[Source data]
========================================

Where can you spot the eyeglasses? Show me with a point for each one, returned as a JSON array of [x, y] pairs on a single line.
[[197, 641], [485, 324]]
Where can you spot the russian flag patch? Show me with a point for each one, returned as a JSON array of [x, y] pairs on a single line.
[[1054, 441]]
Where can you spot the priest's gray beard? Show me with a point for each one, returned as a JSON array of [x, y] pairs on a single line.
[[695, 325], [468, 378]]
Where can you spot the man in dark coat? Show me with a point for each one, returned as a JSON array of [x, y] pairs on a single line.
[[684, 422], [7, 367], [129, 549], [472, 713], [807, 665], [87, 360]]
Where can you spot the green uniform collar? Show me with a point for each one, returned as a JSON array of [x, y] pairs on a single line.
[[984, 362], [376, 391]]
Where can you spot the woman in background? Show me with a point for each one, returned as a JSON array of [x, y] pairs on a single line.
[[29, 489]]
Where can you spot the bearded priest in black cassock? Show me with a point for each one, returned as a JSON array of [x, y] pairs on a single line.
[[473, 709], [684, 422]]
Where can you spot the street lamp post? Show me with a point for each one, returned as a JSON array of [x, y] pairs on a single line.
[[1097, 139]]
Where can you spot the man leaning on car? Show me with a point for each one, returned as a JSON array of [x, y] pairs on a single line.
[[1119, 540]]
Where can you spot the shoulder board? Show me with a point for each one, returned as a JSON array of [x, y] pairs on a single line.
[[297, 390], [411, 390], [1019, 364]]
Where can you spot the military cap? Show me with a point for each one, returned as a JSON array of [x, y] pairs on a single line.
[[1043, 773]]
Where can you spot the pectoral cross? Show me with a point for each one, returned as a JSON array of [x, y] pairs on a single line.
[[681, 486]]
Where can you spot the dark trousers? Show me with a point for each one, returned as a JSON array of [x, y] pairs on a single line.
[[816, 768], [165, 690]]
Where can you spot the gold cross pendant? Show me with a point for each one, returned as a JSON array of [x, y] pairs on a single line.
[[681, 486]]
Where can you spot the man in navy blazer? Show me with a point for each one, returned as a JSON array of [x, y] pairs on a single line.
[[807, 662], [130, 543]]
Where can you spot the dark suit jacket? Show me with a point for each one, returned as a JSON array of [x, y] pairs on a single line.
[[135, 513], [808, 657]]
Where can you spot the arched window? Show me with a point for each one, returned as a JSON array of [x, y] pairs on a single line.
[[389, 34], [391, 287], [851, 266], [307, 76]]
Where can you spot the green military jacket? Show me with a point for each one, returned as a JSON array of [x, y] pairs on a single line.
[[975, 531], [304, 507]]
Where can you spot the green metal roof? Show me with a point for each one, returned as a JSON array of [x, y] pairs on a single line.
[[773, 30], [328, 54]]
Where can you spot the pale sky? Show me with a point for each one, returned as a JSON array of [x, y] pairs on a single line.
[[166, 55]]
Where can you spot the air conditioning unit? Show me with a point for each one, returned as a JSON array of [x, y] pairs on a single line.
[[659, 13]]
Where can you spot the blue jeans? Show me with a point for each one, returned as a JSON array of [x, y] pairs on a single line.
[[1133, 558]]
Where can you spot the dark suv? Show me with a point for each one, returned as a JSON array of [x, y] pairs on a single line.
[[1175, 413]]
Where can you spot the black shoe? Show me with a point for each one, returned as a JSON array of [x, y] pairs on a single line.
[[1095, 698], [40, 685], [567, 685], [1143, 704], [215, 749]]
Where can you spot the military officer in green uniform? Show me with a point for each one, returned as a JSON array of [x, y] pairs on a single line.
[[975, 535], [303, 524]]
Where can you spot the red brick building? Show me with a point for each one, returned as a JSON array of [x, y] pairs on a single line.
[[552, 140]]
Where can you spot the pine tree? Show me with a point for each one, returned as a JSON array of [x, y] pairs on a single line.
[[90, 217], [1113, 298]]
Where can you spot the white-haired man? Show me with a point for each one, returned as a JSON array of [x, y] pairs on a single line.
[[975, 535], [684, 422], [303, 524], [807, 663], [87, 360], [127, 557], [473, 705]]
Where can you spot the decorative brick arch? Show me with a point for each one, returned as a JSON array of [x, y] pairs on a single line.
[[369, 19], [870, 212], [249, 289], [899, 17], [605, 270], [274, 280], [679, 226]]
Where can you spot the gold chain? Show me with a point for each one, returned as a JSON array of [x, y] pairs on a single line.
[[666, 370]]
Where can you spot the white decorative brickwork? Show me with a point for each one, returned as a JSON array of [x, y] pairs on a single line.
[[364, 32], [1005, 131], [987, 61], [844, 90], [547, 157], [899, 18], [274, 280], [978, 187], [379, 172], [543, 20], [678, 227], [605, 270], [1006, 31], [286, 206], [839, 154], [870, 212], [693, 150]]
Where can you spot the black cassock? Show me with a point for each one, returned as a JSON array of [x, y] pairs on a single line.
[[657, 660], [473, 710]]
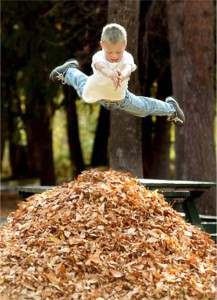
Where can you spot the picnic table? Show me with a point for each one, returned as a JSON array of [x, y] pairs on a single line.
[[175, 192]]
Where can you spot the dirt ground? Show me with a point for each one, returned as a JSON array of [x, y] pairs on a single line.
[[9, 202]]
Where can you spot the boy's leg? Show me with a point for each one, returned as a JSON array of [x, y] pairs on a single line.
[[69, 74], [77, 79], [144, 106]]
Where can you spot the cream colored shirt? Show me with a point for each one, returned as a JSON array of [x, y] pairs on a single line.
[[99, 87]]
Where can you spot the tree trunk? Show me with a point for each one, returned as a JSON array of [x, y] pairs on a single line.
[[72, 131], [100, 148], [191, 25], [125, 130]]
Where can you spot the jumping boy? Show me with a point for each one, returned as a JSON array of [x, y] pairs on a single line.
[[112, 67]]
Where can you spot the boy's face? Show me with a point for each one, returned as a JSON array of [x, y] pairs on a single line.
[[113, 52]]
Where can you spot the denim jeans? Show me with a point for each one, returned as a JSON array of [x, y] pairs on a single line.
[[139, 106]]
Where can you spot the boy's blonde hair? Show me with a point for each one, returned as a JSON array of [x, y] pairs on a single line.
[[114, 33]]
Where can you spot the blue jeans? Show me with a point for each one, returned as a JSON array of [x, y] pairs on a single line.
[[135, 105]]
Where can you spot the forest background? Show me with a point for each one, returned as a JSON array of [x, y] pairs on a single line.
[[49, 135]]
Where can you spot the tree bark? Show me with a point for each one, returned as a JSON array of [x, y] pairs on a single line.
[[100, 148], [125, 130], [72, 132], [191, 25]]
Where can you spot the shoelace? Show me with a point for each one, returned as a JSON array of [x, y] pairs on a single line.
[[60, 77], [175, 119]]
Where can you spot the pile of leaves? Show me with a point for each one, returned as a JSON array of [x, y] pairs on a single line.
[[103, 236]]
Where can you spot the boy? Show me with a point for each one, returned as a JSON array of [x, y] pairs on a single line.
[[112, 67]]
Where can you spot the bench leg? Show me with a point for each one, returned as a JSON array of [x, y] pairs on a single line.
[[191, 212]]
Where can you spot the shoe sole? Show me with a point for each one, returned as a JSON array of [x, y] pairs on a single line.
[[55, 71], [179, 111]]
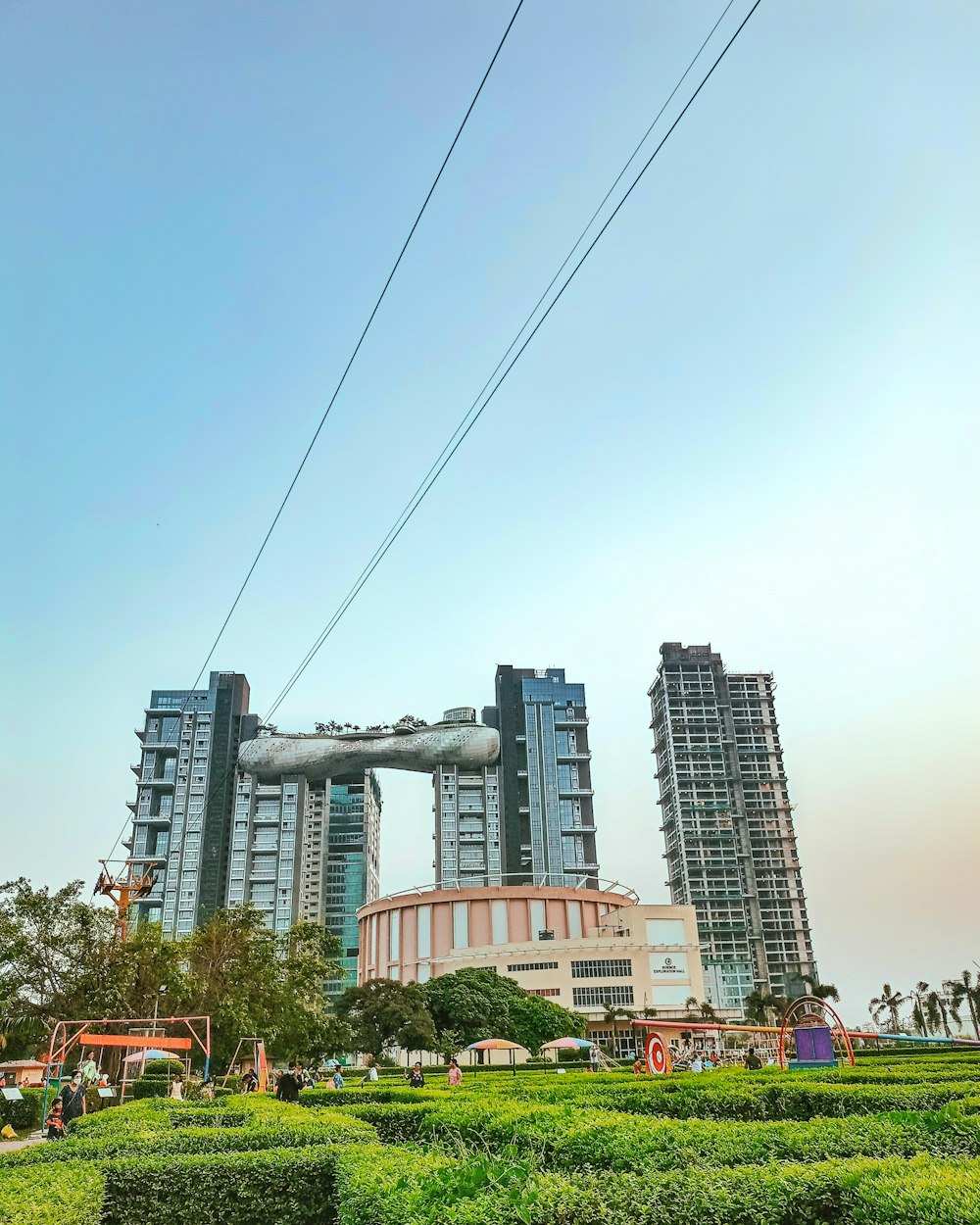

========================================

Lay out every line of the records above as a JSON list of strings, one string per line, skipping any blank lines. Leave the pictures out of the answer.

## RESPONSE TO THIS TASK
[
  "Where can you spot the eyeglasses? Show me with a point for each one, returned as a JSON array of [x, y] pairs on a single line.",
  "[[197, 641], [485, 324]]",
  "Where can you spot the russian flag patch? Show me with a point for each one, returned as a JSON array of [x, y] pairs on a single line.",
  "[[1054, 441]]",
  "Where can you spot the priest's gray beard? Show me with a point for each one, returned as a JSON array of [x, y] pairs on a single line.",
  "[[695, 325], [468, 378]]",
  "Where can you spot the man in dark coat? Show me with a point for each one, returned as a JSON array of [x, y] pairs on a single line.",
  "[[684, 422], [7, 367], [129, 549], [472, 713], [807, 665], [87, 360]]",
  "Where can you spot the green uniform collar? Show me with a point for each one, returned as a JSON array of [x, y] pairs on a single line.",
  "[[984, 362], [376, 391]]",
  "Where can you spot the woman in background? Show me with a point for each one, returned as a JSON array of [x, y] pairs on a single line.",
  "[[29, 489]]",
  "Where can you spot the bearded priest in black cassock? Show me with a point for each one, returned as a JSON array of [x, y] pairs on a single line.",
  "[[473, 709], [684, 422]]",
  "Where can you spot the street lamp post? Show me with a point for each one, returned as a JSON array of [x, y] pairs on a single line.",
  "[[1097, 139]]",
  "Where can you spot the man leaning on car? Show me with a point for each one, returned as a JSON array of [x, y] pairs on a single line.",
  "[[1119, 540]]",
  "Where can you spot the shoulder board? Show me with a point for each one, returned as a JSON array of [x, y] pairs on a single line.",
  "[[297, 390], [411, 390], [1019, 364]]",
  "Where can you spot the military cap? Show me with a point for each one, returned as a JSON array of [x, y] pairs on a single line.",
  "[[1043, 773]]",
  "Where can you spot the pectoral cross? Show me with a point for each one, returned as a JSON array of [x, y] pairs on a single line.",
  "[[681, 486]]",
  "Where can you spot the dark trousers? Show me with a point for each one, returned as a JSON array of [x, y] pairs on a single line.",
  "[[816, 768], [165, 690]]",
  "Where can you spot the gold cross pendant? Show me with a point for each one, returned as a JSON array of [x, y] pairs on a single line.",
  "[[681, 486]]",
  "Where can you spot the man in navy blazer? Show me with a point for each one, returned as a JSON array of [x, y] pairs on a single line.",
  "[[807, 662], [130, 543]]",
  "Where can you spot the dark suit jacket? Show me with a point for each one, returned as a JSON array of [x, y] pairs on a single line.",
  "[[135, 513], [808, 657]]",
  "Where can you spot the arched window? Show me with a point for each one, returned as a JSON array of [x, y] pairs on a single line.",
  "[[389, 34], [391, 287], [851, 266], [307, 76]]",
  "Where can you spot the green military jacket? Show me with a point for each one, returned as a JSON array of [x, y] pairs on a single line.",
  "[[975, 531], [304, 507]]",
  "Where can you spot the green metal roof? Show me with a point for each one, returned as a JSON array of [x, y] pairs on a single line.",
  "[[773, 30], [328, 54]]",
  "Where can you spot the pale sky? Show me with a point for each one, returned as a JSON array of [x, y] pairs on a single line.",
  "[[166, 55]]",
  "Where can you spot the air conditioning unit? Show me with a point for each one, returned as a JSON array of [x, y] pairs on a single line.",
  "[[659, 13]]",
  "Where can you spot the blue jeans? Show me with a point for each one, returned as a JSON array of [x, y] pairs on a single line.",
  "[[1133, 558]]",
  "Where can you spot the dark suv? Show me with a point for each one, returned as a JSON array of [x, y] pairs on a single line.",
  "[[1175, 413]]",
  "Where can you spot the black shoe? Show me with a point for each one, returned as a JSON array of [x, y] pairs on a single line.",
  "[[1095, 698], [40, 685], [567, 685], [1143, 704], [215, 749]]",
  "Where can you spot the military officer in green uniform? Show me with a point for each one, returned as a JSON array of [x, y] pairs on a single line.",
  "[[975, 535], [303, 524]]",
  "Where can you spot the red brick building? Show me with a point for each one, returned as a JSON array of [x, y] pairs on a single line.",
  "[[552, 140]]",
  "Where can you spot the pine tree? Show me with a point for each one, returned as a JSON array of [x, y] pairs on a single line.",
  "[[90, 217], [1113, 298]]",
  "Where can you spot the white-haired man? Show me with a point for each one, returned as a JSON array of [x, y] pairs on a single line.",
  "[[975, 535], [684, 422], [303, 524], [807, 663], [87, 360], [127, 557], [473, 705]]",
  "Where can you spot the decorative brick arch? Show me with a point for each one, returned as a JSON array of [x, y] pairs on a single line.",
  "[[369, 19], [870, 212], [249, 289], [899, 17], [605, 270], [274, 280], [679, 226]]",
  "Where can you spot the gold chain? Show me with a point for each one, returned as a JSON array of [x, y] pairs on a single line.",
  "[[666, 370]]",
  "Where can you spot the white decorative brickwork? Show me with a point for each one, returned as a JSON array of [x, y] pairs on a single line.",
  "[[364, 32], [1005, 131], [987, 61], [844, 90], [547, 157], [899, 18], [274, 280], [978, 187], [379, 172], [543, 20], [678, 227], [605, 270], [1006, 31], [286, 206], [839, 154], [870, 212], [693, 150]]",
  "Where can you spot the black cassock? Show me with a point for each one, returned as a JSON array of [x, y] pairs on a single line.",
  "[[657, 660], [473, 710]]",
  "Where can you spot the picnic table? Show me with a point for each one, returned as a JSON array of [x, y] pairs on a single line.",
  "[[175, 192]]",
  "Where can you spot the dirt ground? Show me with a point for each one, returned as a JSON array of [x, y] pairs on a single line.",
  "[[9, 202]]",
  "Where can you spot the boy's leg? Show me with a point for each one, returned as a JSON array of [x, y] pairs on a single line.",
  "[[69, 74], [77, 79], [144, 106]]",
  "Where can you spot the cream colored shirt? Show me with a point for each one, returned as a JSON array of [x, y] pairs on a single line.",
  "[[99, 87]]",
  "Where can you spot the tree trunk? Show me with a point for each one, returned as a JSON array of [x, y] pairs on a single line.",
  "[[72, 131], [100, 148], [191, 25], [125, 130]]",
  "Where can you spot the jumping boy? Show me with a point for each one, returned as a JSON array of [x, y] pairs on a single line.",
  "[[112, 67]]",
  "Where can you spot the boy's face? Show me with a point for each one, returned as a JSON array of [x, y] pairs on a single line.",
  "[[113, 52]]",
  "Where can you spot the denim jeans? Show me with a point for each one, returned as a JSON array of [x, y] pairs on a single line.",
  "[[139, 106]]",
  "Where can you spot the boy's blonde hair? Show me with a point for each one, returned as a JSON array of [x, y] pairs on a single line.",
  "[[114, 33]]",
  "Where can you spot the blue jeans? Show me with a point for each one, returned as a JSON array of [x, y] pairs on a single line.",
  "[[135, 105]]",
  "Where can you spot the forest background? Show me with a point for each one, returned as a JSON array of [x, y] pairs on a single line.",
  "[[49, 135]]",
  "Where can you spot the tree bark? Show me with a point for each one, returned as a JSON array of [x, y] pairs on a single line.",
  "[[100, 148], [125, 130], [72, 132], [191, 25]]",
  "Where can you spot the shoelace? Show me with a point for each one, returned as a JSON array of [x, y] pairs on a single line.",
  "[[60, 77], [175, 119]]",
  "Where can you spot the pile of leaves? Show me with a point for each one, returned as a JSON array of [x, y] pairs on a single line.",
  "[[103, 236]]",
  "Where can you spot the boy? Show me with a point for each one, returned as a JSON array of [x, y] pairs on a single line.",
  "[[112, 67]]",
  "Where can you spot the bench leg? Show me with a point for each one, returned as a JSON array of [x, y] pairs on a single line.",
  "[[191, 212]]",
  "Where can you spot the shoe sole? Show me with a point for each one, returned as a JSON array of [x, y] pairs on a single line.",
  "[[55, 71], [179, 111]]"
]